--- RAW DATA ---
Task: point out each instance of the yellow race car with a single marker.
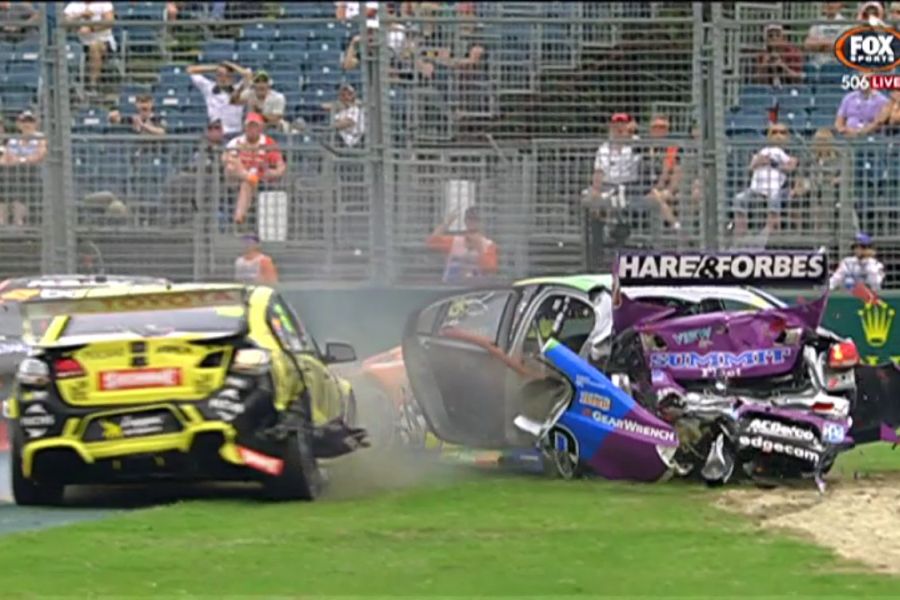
(196, 382)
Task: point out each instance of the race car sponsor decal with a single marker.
(833, 433)
(719, 360)
(595, 400)
(633, 427)
(36, 420)
(261, 462)
(173, 349)
(102, 353)
(771, 268)
(693, 336)
(769, 446)
(117, 427)
(139, 378)
(777, 429)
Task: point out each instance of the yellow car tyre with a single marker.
(29, 492)
(300, 479)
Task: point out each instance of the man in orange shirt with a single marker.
(253, 266)
(470, 254)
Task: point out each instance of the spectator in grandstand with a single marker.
(858, 111)
(218, 95)
(262, 99)
(894, 13)
(815, 192)
(181, 189)
(145, 121)
(871, 13)
(249, 159)
(664, 168)
(345, 11)
(861, 268)
(888, 120)
(98, 40)
(21, 170)
(253, 266)
(822, 36)
(349, 117)
(781, 63)
(17, 21)
(616, 164)
(470, 254)
(769, 170)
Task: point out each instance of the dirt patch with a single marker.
(855, 518)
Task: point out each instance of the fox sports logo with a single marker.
(869, 48)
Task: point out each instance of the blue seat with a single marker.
(19, 68)
(175, 80)
(29, 81)
(756, 96)
(259, 32)
(214, 51)
(26, 51)
(746, 123)
(307, 9)
(94, 120)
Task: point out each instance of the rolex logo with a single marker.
(876, 319)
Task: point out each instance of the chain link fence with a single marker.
(575, 129)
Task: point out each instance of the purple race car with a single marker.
(672, 367)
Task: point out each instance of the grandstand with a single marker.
(503, 104)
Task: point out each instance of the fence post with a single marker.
(713, 139)
(59, 218)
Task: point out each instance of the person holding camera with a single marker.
(781, 63)
(769, 170)
(861, 268)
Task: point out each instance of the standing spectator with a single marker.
(781, 63)
(769, 168)
(218, 95)
(470, 254)
(822, 36)
(349, 118)
(262, 99)
(181, 189)
(817, 188)
(858, 111)
(249, 159)
(616, 164)
(871, 13)
(22, 170)
(253, 266)
(17, 21)
(665, 171)
(861, 268)
(98, 40)
(888, 118)
(145, 121)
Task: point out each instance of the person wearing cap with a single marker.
(822, 36)
(261, 99)
(253, 266)
(861, 268)
(249, 159)
(349, 117)
(21, 173)
(470, 254)
(780, 63)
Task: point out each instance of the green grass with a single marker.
(471, 536)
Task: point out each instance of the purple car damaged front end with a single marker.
(756, 393)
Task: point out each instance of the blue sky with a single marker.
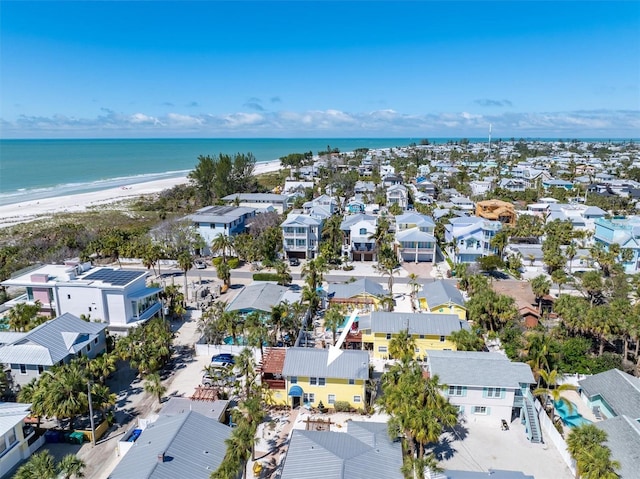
---
● TASK ITEM
Write out the material above without changing a word, and skip any picture.

● ANSWER
Task: point out each instance of the yellow race car with a single marker.
(196, 382)
Task: point out each instance of the race car sponsor decal with a single marker.
(833, 433)
(719, 360)
(595, 400)
(633, 427)
(36, 420)
(261, 462)
(173, 349)
(102, 353)
(771, 268)
(693, 336)
(769, 446)
(117, 427)
(139, 378)
(777, 429)
Task: point out each instance of the yellow car tyre with a single marker.
(29, 492)
(300, 479)
Task: point out each instance of the man in orange shirt with a single marker.
(253, 266)
(470, 254)
Task: point out each instance of the spectator in grandstand with a single marker.
(858, 111)
(218, 95)
(262, 99)
(894, 13)
(815, 192)
(181, 189)
(145, 121)
(871, 13)
(249, 159)
(664, 168)
(345, 11)
(861, 268)
(888, 120)
(98, 40)
(21, 170)
(253, 266)
(822, 36)
(349, 117)
(781, 63)
(17, 21)
(616, 164)
(470, 254)
(769, 170)
Task: point out each instance of the dirt patch with a single marker.
(855, 518)
Task: point out each instance of the fox sports logo with a single marker.
(869, 48)
Task: point out each instance of the blue seat with a single marker.
(19, 68)
(175, 80)
(29, 81)
(756, 96)
(259, 32)
(214, 51)
(26, 51)
(746, 123)
(307, 9)
(94, 120)
Task: point out each instance of the rolex logo with a single marker.
(876, 319)
Task: point out each instance of the chain link fence with a single marker.
(575, 129)
Task: point out each instance of the purple race car with a single marker.
(672, 367)
Task: point out each instance of the grandstand with a single marker.
(503, 104)
Task: point out each instance of the fence post with a single marker.
(713, 139)
(59, 218)
Task: point out each instance of the person holding camera with a single marker.
(781, 63)
(769, 170)
(861, 268)
Task: point out each instance of the standing spectator with a single marker.
(781, 63)
(769, 168)
(218, 95)
(470, 254)
(822, 36)
(349, 118)
(262, 99)
(181, 189)
(817, 188)
(858, 111)
(249, 159)
(616, 164)
(871, 13)
(22, 170)
(253, 266)
(17, 21)
(665, 171)
(861, 268)
(98, 40)
(888, 118)
(145, 121)
Task: point out each instance of the person wearing cap with a single marker.
(822, 36)
(261, 99)
(253, 266)
(861, 268)
(249, 159)
(349, 117)
(21, 173)
(470, 254)
(780, 63)
Task: point out each instance of the green grass with a single marker.
(471, 536)
Task: point out each instance of the purple car damaged front end with a single marker.
(756, 393)
Task: point out each instance of the blue sky with a single marker.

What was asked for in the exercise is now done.